### Records for this task
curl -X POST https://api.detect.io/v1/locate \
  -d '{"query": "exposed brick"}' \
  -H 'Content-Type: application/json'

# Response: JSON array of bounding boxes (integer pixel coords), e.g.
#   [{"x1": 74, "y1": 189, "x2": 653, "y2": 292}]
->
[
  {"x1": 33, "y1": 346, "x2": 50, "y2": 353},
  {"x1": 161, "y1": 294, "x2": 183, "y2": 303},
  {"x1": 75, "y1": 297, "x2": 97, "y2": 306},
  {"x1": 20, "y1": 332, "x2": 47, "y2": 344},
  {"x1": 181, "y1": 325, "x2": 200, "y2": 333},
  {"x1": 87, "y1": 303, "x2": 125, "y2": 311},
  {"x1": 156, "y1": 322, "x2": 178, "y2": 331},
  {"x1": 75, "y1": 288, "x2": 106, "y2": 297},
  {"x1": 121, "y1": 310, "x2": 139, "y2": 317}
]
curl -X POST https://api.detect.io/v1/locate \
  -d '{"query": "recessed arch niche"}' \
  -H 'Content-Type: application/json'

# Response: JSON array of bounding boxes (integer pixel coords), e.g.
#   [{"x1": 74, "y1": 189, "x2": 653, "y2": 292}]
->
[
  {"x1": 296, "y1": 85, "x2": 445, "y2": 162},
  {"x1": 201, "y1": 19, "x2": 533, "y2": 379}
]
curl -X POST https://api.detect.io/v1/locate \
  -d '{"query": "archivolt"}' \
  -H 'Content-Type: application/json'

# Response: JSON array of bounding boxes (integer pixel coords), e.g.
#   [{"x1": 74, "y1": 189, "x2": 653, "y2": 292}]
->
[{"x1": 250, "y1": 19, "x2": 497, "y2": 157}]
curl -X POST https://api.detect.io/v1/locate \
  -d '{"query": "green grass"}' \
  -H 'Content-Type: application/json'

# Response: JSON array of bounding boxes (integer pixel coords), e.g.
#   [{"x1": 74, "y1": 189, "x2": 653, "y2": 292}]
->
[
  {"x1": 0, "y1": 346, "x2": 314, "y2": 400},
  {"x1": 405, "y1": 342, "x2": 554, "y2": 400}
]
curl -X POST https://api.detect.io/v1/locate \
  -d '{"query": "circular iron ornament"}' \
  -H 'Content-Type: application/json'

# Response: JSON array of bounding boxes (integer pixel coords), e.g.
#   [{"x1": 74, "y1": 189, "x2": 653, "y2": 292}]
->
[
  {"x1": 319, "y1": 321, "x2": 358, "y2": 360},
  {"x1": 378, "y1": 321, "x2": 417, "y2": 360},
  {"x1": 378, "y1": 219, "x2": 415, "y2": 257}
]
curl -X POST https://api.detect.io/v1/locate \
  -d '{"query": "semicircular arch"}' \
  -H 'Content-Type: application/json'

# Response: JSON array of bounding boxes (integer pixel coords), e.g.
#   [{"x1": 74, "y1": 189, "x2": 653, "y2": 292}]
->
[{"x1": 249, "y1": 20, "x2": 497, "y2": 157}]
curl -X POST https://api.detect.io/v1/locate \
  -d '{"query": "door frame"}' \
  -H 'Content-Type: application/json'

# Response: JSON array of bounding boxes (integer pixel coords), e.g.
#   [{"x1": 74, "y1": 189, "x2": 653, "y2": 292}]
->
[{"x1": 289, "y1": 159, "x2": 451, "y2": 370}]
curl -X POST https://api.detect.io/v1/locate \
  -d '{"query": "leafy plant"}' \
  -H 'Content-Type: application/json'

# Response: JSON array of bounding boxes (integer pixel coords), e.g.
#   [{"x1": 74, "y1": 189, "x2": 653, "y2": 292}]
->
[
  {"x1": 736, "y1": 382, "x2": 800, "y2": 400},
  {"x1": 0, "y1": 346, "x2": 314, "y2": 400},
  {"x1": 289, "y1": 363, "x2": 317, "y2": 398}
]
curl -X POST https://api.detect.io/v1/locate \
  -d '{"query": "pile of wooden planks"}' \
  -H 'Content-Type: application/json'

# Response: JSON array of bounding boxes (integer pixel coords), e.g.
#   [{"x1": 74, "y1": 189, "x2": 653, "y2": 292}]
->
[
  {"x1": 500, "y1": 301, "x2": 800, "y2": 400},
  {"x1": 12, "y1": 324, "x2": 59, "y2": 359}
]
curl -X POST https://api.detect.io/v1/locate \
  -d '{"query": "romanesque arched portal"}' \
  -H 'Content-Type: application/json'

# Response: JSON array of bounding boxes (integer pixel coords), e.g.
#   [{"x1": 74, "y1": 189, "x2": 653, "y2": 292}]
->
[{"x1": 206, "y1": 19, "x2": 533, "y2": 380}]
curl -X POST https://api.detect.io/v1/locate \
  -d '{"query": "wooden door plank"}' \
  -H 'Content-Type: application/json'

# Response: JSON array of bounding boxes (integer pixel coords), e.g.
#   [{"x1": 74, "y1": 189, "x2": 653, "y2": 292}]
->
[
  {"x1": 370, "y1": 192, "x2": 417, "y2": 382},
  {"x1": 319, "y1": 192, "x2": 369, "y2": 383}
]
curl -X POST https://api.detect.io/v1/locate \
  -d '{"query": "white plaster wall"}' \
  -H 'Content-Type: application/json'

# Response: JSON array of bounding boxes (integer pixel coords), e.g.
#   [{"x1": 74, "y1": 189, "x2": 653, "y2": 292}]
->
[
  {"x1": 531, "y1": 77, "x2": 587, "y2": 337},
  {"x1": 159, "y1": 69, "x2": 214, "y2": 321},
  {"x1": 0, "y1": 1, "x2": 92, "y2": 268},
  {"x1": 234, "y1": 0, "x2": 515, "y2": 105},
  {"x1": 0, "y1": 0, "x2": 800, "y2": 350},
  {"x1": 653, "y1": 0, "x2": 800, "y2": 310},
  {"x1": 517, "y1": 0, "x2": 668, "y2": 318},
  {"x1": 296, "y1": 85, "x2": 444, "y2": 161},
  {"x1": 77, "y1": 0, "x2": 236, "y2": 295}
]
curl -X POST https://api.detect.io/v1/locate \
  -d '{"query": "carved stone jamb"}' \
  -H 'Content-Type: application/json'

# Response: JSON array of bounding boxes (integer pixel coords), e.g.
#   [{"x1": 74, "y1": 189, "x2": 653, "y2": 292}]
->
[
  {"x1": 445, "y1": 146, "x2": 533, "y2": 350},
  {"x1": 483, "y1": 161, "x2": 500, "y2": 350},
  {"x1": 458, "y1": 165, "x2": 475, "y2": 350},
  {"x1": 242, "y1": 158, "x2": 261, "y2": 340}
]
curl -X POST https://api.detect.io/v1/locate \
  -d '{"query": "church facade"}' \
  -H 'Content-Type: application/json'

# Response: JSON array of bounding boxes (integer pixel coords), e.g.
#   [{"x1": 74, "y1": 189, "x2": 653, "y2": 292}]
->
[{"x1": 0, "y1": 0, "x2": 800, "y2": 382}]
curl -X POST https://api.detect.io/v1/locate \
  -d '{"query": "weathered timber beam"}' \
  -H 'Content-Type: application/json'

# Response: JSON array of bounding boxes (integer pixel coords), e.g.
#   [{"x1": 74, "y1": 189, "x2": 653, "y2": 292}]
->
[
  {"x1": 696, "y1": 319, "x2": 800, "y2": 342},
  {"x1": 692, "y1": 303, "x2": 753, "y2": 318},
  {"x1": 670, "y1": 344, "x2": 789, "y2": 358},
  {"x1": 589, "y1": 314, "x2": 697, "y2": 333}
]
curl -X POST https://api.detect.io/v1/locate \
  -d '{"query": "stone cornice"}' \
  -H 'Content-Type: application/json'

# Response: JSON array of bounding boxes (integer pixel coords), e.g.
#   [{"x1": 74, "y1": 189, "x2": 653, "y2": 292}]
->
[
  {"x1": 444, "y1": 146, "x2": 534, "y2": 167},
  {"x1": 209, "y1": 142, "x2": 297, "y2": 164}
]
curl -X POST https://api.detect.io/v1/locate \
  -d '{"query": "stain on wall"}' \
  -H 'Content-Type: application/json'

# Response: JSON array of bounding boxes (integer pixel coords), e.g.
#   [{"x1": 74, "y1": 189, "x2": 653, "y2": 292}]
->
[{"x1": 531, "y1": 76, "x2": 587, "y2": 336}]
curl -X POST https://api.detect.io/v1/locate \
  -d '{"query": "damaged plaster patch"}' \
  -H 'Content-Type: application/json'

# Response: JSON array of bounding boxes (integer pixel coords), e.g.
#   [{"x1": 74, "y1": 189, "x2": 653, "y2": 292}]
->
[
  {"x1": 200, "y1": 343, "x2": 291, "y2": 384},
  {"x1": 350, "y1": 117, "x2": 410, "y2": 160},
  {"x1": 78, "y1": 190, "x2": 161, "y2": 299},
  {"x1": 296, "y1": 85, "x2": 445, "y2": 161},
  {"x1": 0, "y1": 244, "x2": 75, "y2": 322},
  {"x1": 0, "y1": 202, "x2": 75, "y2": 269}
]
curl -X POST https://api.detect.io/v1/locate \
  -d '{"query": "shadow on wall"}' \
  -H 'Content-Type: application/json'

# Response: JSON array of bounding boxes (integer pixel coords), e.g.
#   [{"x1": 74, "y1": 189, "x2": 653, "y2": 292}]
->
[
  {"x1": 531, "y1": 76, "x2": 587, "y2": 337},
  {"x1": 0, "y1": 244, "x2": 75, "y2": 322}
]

### Prompt
Which lines in the records above contain the word "wooden"? Find each one and copy it out in full.

### Solved exercise
  -d '{"query": "pile of wooden planks"}' \
  -d '{"query": "wooden door plank"}' \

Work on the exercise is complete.